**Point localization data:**
■ ■ ■ ■

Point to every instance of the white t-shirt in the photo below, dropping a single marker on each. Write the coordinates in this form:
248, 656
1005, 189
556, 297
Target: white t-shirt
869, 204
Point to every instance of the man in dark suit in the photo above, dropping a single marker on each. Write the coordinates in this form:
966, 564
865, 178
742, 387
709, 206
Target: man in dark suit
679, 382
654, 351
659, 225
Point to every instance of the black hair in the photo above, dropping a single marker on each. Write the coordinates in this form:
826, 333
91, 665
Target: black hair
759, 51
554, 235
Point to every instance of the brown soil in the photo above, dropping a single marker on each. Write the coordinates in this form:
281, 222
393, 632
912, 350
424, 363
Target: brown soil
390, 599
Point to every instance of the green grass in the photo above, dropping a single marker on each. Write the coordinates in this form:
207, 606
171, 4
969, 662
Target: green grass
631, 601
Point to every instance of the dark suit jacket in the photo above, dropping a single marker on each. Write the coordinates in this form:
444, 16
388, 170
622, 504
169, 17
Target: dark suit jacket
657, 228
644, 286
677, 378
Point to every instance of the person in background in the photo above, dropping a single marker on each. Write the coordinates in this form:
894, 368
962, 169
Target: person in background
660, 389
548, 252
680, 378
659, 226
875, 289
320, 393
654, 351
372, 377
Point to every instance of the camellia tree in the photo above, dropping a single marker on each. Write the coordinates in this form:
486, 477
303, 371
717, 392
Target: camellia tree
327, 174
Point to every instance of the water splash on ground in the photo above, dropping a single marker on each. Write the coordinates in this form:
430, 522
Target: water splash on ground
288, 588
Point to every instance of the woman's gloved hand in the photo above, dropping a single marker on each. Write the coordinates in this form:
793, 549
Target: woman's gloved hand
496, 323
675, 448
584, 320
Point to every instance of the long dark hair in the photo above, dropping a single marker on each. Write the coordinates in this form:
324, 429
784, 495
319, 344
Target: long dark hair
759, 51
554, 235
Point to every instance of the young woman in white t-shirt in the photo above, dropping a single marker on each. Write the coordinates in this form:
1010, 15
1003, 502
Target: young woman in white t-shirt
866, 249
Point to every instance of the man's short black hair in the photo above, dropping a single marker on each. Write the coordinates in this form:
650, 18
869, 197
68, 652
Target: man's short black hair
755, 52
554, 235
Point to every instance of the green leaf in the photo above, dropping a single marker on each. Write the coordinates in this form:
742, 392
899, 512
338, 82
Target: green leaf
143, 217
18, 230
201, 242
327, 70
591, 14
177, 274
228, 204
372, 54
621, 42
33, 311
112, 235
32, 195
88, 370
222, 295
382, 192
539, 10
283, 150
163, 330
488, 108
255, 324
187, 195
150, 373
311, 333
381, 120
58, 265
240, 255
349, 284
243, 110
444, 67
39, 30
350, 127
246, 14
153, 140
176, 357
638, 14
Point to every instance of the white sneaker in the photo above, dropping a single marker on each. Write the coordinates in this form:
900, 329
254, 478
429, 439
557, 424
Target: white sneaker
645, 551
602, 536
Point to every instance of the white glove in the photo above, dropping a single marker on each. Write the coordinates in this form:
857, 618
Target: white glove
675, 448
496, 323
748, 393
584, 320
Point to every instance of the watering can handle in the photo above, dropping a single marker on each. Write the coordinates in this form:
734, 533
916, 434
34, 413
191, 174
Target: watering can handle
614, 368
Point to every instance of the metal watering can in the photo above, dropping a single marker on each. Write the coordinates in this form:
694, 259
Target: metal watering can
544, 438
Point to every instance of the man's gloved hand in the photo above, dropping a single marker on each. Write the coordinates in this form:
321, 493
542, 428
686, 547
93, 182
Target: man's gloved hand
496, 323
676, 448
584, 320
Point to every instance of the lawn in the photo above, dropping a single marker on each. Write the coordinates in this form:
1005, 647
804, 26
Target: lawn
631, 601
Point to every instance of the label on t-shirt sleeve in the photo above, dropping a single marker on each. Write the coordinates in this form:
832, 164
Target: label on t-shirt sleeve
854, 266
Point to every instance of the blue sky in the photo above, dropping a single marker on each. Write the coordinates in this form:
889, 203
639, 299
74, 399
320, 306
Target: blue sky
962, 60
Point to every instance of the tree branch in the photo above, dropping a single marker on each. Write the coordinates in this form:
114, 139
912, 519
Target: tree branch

■ ■ ■ ■

**Work item:**
Each entry needs to be copied out exactly as written.

**Answer area:**
Point to every instance of the white t-shirt in the photo below, dropping a single marker on each. Write the coordinates in this form:
248, 656
1005, 189
556, 297
Target: white t-shirt
869, 204
Point to every instance of the man in dark suit in the photo above, dropping a single marker on each. Write the coordinates in this form:
966, 564
865, 178
742, 387
709, 206
Target: man in dark suit
679, 382
654, 351
659, 225
Point to every instance of the black hair in the photo above, dropping a single marker on each. Write the coordinates in this form:
826, 333
91, 665
Target: black hair
759, 51
554, 235
Point to every instance of the brown soil in the photo above, dropping a single marker on each. Write the coordinates in this form:
281, 222
393, 632
912, 350
424, 363
Target: brown soil
390, 599
Point to every instance of the green grass in the photo above, dropping a single marker on each. Write the coordinates in this form:
207, 606
171, 4
969, 662
Target: green grass
631, 601
Point to every instance of the dark suit jacket in the photo above, dropping a single marker on each. Write the coordinates in this form:
444, 16
388, 170
622, 504
169, 17
Target: dark suit jacket
657, 228
644, 286
677, 378
Point to every instance of the person in background in the photo above, dropping a single marker on each. Write the coordinates in this form:
894, 368
962, 169
Target: person in background
660, 389
548, 252
680, 378
659, 226
875, 289
320, 393
654, 351
372, 377
Point to every instance of the camellia tree in the photo above, dropping a single marker on each. Write the coordinates in this form:
486, 477
303, 371
717, 392
Target: camellia tree
327, 174
Point to every instance of the water splash on ground in the photo above, dropping a single marker on each. Write the coordinates in this form:
430, 522
Target: water splash on ground
288, 588
Point to every instance of the woman's gloved hand in the photo above, dropping a single marker on each. Write the coordinates in this form:
793, 549
Target: woman's gloved hand
496, 323
675, 448
584, 320
Point to every instance of the long dark hair in the photo above, dropping a single marker on each. Write the coordinates in this form:
324, 429
784, 495
319, 344
Target: long dark hair
759, 51
554, 235
Point to every instance of the young woman in white t-shirt in the photo above, dropping a single marker on each. Write the coordinates in this form:
1010, 15
1003, 502
Target: young woman in white t-shirt
866, 249
Point to every instance of the man's short black hair in the photo above, dropping a single marker on each. Write the coordinates in this form:
650, 18
869, 197
68, 652
Target: man's short black hair
755, 52
554, 235
Point to every instance of the green leaf in the photo above, dropping a single marker on each. Write the coordinates in this form:
742, 392
899, 512
338, 82
Target: green leaf
143, 217
18, 230
201, 242
327, 70
591, 14
177, 274
228, 204
372, 54
621, 42
33, 311
112, 235
32, 195
88, 370
222, 295
382, 192
539, 10
283, 150
163, 330
488, 108
255, 324
187, 195
150, 373
311, 333
381, 120
58, 265
240, 255
349, 284
243, 110
444, 67
39, 30
350, 127
246, 14
153, 140
176, 357
638, 14
Point to every instance of the white sneaker in the photo above, dropping a single marker on each. Write the coordinates in this form:
900, 329
254, 478
429, 439
557, 424
Target: white sneaker
645, 551
602, 536
Point to every instance of the white glove in the photo above, dropping a single marker on each. Write the coordinates in this form:
857, 618
Target: white glove
675, 448
496, 323
748, 393
584, 320
Point to every instance of the watering can handle in the photo above, dropping a single marker on each. Write the coordinates in this form:
734, 533
916, 434
34, 413
191, 174
Target: watering can handle
614, 368
Point to every instance of the metal watering can in the photo above, dropping a single marker on each. Write the coordinates in this form:
694, 259
Target: metal watering can
544, 438
Point to every instance of the man's gloved hand in the photo above, dropping a single marker on each. Write the coordinates in this form:
321, 493
542, 428
686, 547
93, 182
Target: man's gloved hand
496, 323
676, 448
584, 320
Point to every instance of the lawn in the photo above, dropping a single marker on each. Write the coordinates in this form:
1005, 647
804, 26
Target: lawn
631, 601
Point to every instance of the label on t-shirt sleeve in the photo above, dropping a single marker on each. Write the coordinates in this form:
832, 164
Target: label on t-shirt sleeve
854, 266
Point to every instance of the blue sky in the photo above, dropping a single marker on each. Write the coordinates in this form:
889, 203
639, 299
74, 399
320, 306
Target: blue sky
962, 60
Point to every instance of the tree branch in the photo above, dropping a single marker on each. Write the coordinates in this form:
114, 139
912, 519
Target: tree branch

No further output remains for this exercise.